▸ EXCERPTED PASSAGE:
• • • • • • •

Des Moines Township No. 7, also known as Cole School, is a historic building located northeast of Boone in rural Boone County, United States. The brick one-room schoolhouse was completed in 1888. The use of brick suggests the people in this area were either people of some wealth or there was a larger population who could draw on a broader base of financial resources. Student records were not kept until the year after the school opened. At that time there were 19 students who were between the ages of 5 and 16. Nellie Harvey was the first teacher, and she and those who came after her worked with the students from first grade to eighth. In addition to being a schoolhouse, the building also served as a voting place, a community center, and a storm shelter. As the number of farm families in the area diminished the enrollment in the school declined. Educational leaders began to advocate for better educational offerings and improved school buildings. In 1920 the Iowa General Assembly passed laws to improve rural schools. During the Great Depression more families left the farms and the school closed in 1933. Two of the students who attended the school when it opened had sons in the final class of eight students.

After the school closed the building sat empty until it was sold in 1948 to Olive Cole, a former teacher here. In the following years, it was used to house livestock and farm equipment. Later, the Daughters of the American Revolution acquired the building and turned it into a museum. It was listed on the National Register of Historic Places in 2019.

• • • • • • •

▸ STORED ROWS:
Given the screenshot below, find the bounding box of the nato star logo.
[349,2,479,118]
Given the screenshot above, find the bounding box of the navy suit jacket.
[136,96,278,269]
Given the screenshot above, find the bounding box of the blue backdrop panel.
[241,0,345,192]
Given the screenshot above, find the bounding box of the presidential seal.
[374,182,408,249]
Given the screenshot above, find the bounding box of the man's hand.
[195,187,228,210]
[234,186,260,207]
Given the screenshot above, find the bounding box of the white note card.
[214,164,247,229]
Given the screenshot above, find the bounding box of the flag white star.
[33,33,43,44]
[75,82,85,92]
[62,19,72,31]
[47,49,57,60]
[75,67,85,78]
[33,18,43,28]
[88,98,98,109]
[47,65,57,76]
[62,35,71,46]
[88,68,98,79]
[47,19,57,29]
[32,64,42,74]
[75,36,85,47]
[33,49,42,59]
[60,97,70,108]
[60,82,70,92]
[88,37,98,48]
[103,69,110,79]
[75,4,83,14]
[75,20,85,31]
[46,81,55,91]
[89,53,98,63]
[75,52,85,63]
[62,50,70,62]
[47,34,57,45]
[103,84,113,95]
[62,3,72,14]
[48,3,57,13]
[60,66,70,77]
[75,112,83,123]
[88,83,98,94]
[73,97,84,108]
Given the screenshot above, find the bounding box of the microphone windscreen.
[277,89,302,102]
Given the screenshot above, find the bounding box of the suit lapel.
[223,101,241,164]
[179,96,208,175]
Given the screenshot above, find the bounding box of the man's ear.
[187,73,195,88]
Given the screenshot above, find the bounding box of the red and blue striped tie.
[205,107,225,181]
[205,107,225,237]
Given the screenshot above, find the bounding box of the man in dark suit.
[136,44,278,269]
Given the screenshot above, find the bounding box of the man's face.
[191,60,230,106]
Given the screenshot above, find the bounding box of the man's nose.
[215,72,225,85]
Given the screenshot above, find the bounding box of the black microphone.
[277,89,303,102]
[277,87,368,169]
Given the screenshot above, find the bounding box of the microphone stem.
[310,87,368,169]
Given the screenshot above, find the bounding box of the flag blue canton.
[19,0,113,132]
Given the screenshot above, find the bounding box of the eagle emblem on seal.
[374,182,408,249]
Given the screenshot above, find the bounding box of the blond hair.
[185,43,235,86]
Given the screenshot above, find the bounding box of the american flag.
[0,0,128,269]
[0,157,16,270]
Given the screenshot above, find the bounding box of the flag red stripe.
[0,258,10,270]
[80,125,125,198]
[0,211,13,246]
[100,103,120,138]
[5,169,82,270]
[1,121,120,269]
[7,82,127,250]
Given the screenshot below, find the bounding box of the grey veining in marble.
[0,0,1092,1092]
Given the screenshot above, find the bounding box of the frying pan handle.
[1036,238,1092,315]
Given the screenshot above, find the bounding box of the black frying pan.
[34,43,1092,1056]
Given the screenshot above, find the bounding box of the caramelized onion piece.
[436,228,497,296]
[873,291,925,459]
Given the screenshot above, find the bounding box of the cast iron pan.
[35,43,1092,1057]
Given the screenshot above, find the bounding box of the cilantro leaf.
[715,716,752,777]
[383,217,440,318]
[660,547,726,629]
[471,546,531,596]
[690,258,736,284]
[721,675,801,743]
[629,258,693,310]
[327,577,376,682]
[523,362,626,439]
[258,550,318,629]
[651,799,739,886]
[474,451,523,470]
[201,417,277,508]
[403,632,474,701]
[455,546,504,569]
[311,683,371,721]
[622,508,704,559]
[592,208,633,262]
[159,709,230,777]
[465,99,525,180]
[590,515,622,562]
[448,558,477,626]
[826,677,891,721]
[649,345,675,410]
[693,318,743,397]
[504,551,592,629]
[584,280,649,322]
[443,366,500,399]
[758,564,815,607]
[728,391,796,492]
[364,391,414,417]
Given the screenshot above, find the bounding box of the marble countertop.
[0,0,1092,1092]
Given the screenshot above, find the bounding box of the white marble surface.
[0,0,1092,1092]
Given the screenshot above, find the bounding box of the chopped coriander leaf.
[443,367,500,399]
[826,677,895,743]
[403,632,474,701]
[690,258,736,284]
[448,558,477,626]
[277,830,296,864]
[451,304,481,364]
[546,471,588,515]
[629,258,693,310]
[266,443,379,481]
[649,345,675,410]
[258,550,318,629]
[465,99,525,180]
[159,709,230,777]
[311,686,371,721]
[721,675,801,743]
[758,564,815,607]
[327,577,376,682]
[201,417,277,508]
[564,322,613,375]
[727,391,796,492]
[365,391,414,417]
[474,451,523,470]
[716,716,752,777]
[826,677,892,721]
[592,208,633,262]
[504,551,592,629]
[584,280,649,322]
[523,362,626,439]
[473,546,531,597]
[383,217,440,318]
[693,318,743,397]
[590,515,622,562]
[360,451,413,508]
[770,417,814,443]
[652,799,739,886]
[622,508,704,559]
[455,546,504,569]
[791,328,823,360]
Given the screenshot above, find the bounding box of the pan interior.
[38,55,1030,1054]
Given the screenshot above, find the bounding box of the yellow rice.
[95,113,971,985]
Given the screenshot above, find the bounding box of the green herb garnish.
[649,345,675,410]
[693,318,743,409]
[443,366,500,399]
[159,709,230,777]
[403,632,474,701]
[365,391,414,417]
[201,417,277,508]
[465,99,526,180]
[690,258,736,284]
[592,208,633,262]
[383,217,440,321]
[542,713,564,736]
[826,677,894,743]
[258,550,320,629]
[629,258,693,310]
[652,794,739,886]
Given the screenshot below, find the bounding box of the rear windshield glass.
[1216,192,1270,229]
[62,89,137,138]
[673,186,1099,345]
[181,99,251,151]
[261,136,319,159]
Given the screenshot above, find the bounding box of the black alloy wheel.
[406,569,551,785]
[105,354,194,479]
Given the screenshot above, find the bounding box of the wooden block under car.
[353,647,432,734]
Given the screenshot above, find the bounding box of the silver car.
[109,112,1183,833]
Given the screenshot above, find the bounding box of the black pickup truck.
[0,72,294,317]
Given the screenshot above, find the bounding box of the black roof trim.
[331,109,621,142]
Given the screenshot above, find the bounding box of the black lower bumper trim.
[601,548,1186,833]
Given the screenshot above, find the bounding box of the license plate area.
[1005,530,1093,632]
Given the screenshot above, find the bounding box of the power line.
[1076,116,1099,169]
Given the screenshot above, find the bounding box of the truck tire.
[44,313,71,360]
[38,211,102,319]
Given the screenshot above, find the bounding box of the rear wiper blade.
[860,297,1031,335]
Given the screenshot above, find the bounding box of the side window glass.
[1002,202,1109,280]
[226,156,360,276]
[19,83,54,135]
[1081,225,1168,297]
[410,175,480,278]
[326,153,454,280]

• • • • • • •

▸ DIRECTION 1:
Set down the part of the Cole School passage starting with "After the school closed" and going on through "Places in 2019.", copying it word for word.
▸ DIRECTION 2:
According to the Cole School passage, who was the school's first teacher?

▸ TASK RESPONSE 1:
After the school closed the building sat empty until it was sold in 1948 to Olive Cole, a former teacher here. In the following years, it was used to house livestock and farm equipment. Later, the Daughters of the American Revolution acquired the building and turned it into a museum. It was listed on the National Register of Historic Places in 2019.

▸ TASK RESPONSE 2:
Nellie Harvey